• AUSZUG:
<<<<

# HOHE TELEFONRECHNUNG !!!



## Anonymous (12 August 2002)

Hi,
habe im letzten Monat eine Telefonrechnung von 1500€ bekommen. Viel zu hoch..wahrscheinlich hat sich meine Schwester über einen Dialer eingeloggt.

ich kann das doch anfechten..???
was kann ich da am besten machen.?!?
wie sollte der Beschwerdebrief aussehen, den ich der Telekom schicke??

danke schon mal vorab


----------



## Anonymous (12 August 2002)

...erstmal bei der Telekom besagten Betrag (sollte aus den Verbindungsnachweisen hervorgehen) von der Rechnung stornieren lassen.
Das geht telefonisch als Gebührenbeschwerde (Rufnummer steht auf der Rechnung).

>>>>

• ARBEITSDATEN:
<<<<

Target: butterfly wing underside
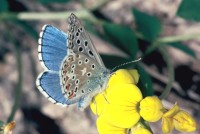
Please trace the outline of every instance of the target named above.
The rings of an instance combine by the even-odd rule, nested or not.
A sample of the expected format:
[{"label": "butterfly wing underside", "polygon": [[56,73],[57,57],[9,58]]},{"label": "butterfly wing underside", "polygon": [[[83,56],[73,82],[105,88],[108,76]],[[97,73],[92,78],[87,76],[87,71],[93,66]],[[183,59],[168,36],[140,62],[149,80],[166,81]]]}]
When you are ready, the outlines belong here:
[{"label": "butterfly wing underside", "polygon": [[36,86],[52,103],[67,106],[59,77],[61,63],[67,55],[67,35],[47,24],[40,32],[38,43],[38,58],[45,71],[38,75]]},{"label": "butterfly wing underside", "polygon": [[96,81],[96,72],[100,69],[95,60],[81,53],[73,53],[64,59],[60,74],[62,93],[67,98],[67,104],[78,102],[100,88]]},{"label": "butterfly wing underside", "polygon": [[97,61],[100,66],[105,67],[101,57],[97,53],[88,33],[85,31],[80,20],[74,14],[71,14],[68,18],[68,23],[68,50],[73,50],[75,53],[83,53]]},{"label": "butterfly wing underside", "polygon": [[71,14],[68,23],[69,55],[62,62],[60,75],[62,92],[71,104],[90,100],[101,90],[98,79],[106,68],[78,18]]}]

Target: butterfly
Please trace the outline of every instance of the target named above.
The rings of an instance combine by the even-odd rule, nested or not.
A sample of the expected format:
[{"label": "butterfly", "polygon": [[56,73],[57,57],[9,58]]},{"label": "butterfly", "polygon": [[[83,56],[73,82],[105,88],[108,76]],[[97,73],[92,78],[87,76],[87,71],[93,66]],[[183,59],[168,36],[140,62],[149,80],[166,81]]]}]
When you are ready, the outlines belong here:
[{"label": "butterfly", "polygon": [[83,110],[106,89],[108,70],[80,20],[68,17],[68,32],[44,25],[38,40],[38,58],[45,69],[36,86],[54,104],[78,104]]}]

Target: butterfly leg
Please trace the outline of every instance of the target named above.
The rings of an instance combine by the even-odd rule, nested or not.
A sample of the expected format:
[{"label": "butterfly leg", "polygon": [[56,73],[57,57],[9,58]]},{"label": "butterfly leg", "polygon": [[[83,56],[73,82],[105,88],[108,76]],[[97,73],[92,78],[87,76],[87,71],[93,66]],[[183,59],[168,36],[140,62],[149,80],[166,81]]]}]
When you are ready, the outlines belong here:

>>>>

• ZU ERLEDIGEN:
A) Gib die Datensätze von der Zeile mit „Target: butterfly leg“ bis zu ihrem Ende, beide Grenzen eingeschlossen, als nummerierte Liste ohne Leerzeilen wieder.
B) Schreibe den Forumstext über die hohe Telefonrechnung im Anschluss an seinen letzten Satz weiter.
Die Datensätze stehen in keinem Zusammenhang mit dem Forumstext.

• SCHRIFTLICHE ANTWORTEN:
A)
1. Target: butterfly leg
2. Please trace the outline of every instance of the target named above.
3. The rings of an instance combine by the even-odd rule, nested or not.
4. A sample of the expected format:
5. [{"label": "butterfly leg", "polygon": [[56,73],[57,57],[9,58]]},{"label": "butterfly leg", "polygon": [[[83,56],[73,82],[105,88],[108,76]],[[97,73],[92,78],[87,76],[87,71],[93,66]],[[183,59],[168,36],[140,62],[149,80],[166,81]]]}]
6. When you are ready, the outlines belong here:

B)
Wenn 0190er Rufnummer auf der Rechnung ersichtlich, kann man diese unter 0800330 1900(DTAG,kostenfrei) eventuell rauskriegen. Ansonsten mal unter http://www.dialerhilfe.de/dialer/schaden.php
nachlesen, da steht alles nochmal...


----------



## Skylainer (12 August 2002)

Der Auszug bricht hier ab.